> 作成した課題
1: 下の海上輸送の記事について、次の(a)〜(c)の文が記事の内容と合っているかを「はい」か「いいえ」で答えてください。それぞれ、判断の決め手になった記事の言葉をそのまま引用してください。
(a) 4月の中・長距離フェリーによるトラック輸送実績は、前年の同じ月より減った。
(b) 北海道航路では、3月に運び切れなかった分が4、5月まで残った。
(c) 国交省海事局は、トラック事業者に直接知らせる方針だ。
2: 下の海上輸送の記事を読んで、次の質問に短く答えてください。答えにも(a)〜(c)の印を付けてください。
(a) ことし1~3月のトラック輸送実績は、前年同月と比べてどれくらい増えたか。
(b) 「トラック無人航走」では、着いた先の港から誰がトラックを運ぶか。
(c) 「今後、増えると思う」と話した会社はどこか。

> 本文の抜き出し
***

物流不動産ニュース

物流、物流不動産、倉庫を網羅した
最新ニュース・情報を発信しています。

  • メール会員情報変更
  • メールマガジンバックナンバー
  • ニュースメール配信登録

運転手不足の一助に▼高まる海上輸送ニーズ 国が利用を後押し 

2014年07月03日

輸送経済新聞社

 海上輸送に追い風が吹いている。ドライバー不足に起因する車不足で、トラック輸送の需要がタイトになっていることが背景にある。国土交通省もドライバー不足解決の一手として、「トラックの無人航走」の周知を図るなど海上輸送へのシフトを促す。一方、トラック事業者の「長距離航路志向」も出始め、一部の中距離航路では対応を求められるケースも出ている。  
 日本長距離フェリー協会の調べによると、4月の中・長距離フェリーによるトラック輸送実績は前年同月比3%増の10万1600台。

駆け込み特需フェリーにも

昨年から前年同月を上回る実績が続いており、特にことし1~3月は7~9%の大幅増。
 「北海道航路では、3月に運び切れなかった分が4、5月まで残った」(商船三井フェリー)。トラック業界が景気回復と消費増税前の駆け込み需要に沸いたのと同様に、フェリーの荷動きも好調に推移した。
 好調の理由は他にも。トラック業界のドライバー不足だ。特に長距離ドライバーが不足したことで、長距離輸送の受け皿として海上輸送があらためて注目された。フェリー・内航RORO船のニーズは今後も高まることが予想される。

船介した車両相互利用、推進

 ドライバー不足対策として、国も期待を寄せる。ただ、トラックからのモーダルシフトは、リードタイムの制約や荷主の理解が進んでいないことから、思うように普及しない現状があった。そこで、海上輸送の利用促進に向け国交省が検討するのが、フェリー・内航RORO船を介したトラック相互利用=「トラック無人航走」の普及だ。
 船にトラックだけを積み、着いた先の港から別事業者のドライバーが運ぶ。「1台のトラックに、途中の中継地点で他社のドライバーが乗ることは認められている」(国交省海事局)ので、それを船を挟んで行おうというわけ。
 海事局は船社を通じてトラック事業者への周知を図る方針。フェリー会社からは、「今後、増えると思う」(川崎近海汽船)、「相手があってのことで簡単ではないだろうが、1つの選択肢として広がってくるのでは」(阪九フェリー)など前向きに捉える意見が。

***

> データセットの記録
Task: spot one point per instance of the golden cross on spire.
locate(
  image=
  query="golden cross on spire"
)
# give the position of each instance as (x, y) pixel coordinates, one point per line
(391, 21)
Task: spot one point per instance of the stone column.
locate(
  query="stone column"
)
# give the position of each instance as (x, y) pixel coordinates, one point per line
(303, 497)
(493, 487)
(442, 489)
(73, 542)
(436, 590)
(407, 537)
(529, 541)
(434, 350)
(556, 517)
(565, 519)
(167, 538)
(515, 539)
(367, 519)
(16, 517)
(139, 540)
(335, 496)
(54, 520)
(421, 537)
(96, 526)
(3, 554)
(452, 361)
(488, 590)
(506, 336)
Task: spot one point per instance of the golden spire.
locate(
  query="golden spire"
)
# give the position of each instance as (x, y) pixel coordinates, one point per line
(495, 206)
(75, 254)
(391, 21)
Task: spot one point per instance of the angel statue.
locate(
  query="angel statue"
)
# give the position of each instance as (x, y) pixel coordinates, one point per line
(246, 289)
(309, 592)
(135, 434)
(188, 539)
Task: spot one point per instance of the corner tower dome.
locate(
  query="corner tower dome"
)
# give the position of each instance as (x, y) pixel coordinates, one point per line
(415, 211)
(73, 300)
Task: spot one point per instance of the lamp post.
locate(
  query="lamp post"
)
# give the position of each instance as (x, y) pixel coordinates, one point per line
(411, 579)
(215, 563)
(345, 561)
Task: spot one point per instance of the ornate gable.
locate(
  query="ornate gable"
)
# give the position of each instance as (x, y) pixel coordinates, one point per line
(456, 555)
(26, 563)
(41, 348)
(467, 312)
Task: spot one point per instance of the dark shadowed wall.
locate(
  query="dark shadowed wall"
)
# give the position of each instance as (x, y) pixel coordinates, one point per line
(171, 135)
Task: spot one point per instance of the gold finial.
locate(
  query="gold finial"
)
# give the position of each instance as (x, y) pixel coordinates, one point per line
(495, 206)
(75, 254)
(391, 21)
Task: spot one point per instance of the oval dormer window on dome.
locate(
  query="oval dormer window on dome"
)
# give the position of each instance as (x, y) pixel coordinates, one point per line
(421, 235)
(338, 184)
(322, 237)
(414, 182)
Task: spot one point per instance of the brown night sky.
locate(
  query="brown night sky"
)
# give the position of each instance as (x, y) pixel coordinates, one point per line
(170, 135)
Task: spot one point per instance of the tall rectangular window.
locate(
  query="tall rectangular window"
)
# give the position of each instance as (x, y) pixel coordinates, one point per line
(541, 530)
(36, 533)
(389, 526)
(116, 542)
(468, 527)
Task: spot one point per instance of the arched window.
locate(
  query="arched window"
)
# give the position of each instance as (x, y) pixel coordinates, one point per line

***

> 順番どおりの答え
1:
(a) いいえ。「前年同月比3%増の10万1600台」
(b) はい。「3月に運び切れなかった分が4、5月まで残った」
(c) いいえ。「海事局は船社を通じてトラック事業者への周知を図る方針」

2:
(a) 7~9%の増加
(b) 別の事業者のドライバー
(c) 川崎近海汽船